Copy out verbatim the stretch of the records below, from the line containing "[spot] the window" through the end of the records, both included.

- **SUPPLIED MATERIAL**
---

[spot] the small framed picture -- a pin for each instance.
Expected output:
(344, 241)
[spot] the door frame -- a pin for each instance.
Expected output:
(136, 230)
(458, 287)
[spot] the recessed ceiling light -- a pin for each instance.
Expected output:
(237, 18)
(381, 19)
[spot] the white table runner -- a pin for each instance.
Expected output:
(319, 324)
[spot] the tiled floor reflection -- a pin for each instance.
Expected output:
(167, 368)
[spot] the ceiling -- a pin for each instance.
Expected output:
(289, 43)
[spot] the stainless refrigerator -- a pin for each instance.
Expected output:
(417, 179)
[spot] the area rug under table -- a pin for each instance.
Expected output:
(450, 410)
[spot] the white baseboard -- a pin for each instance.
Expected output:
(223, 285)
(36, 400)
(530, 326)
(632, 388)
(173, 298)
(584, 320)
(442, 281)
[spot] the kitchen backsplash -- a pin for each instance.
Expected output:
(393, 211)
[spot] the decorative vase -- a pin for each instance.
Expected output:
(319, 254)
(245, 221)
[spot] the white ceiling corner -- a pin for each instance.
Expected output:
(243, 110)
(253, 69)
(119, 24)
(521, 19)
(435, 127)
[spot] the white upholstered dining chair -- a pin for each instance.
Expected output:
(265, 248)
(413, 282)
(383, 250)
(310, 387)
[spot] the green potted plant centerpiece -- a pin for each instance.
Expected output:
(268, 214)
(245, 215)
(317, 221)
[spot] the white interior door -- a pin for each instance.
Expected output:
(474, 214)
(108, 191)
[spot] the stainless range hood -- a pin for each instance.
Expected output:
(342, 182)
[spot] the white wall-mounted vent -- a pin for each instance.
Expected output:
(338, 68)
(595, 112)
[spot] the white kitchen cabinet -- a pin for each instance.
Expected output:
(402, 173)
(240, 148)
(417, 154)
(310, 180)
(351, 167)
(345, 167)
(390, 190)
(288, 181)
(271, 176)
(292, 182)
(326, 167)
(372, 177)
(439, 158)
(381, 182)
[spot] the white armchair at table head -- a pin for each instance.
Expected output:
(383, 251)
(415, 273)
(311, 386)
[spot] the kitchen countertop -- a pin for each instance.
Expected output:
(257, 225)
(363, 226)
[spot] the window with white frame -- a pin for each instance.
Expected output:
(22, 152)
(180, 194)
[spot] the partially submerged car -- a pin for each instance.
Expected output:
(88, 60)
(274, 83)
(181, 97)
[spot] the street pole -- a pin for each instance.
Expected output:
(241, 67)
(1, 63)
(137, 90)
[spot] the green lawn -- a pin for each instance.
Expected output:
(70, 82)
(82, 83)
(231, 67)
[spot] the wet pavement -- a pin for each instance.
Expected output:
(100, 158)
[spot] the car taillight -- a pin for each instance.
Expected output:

---

- **RESULT OF THE EXERCISE**
[spot] the window with white frame -- a pin for each instance.
Expected output:
(22, 152)
(180, 194)
[spot] the partially submerged car -- a pin for each instance.
Expected output:
(88, 60)
(274, 83)
(181, 97)
[spot] the street pole -- a pin for each instance.
Expected output:
(241, 67)
(1, 63)
(137, 90)
[spot] the green lawn -- a pin for each instance.
Expected output:
(70, 82)
(82, 83)
(231, 67)
[spot] the wet pavement -- a pin for each instance.
Expected output:
(100, 158)
[spot] the car taillight -- a pin for each instance.
Expected output:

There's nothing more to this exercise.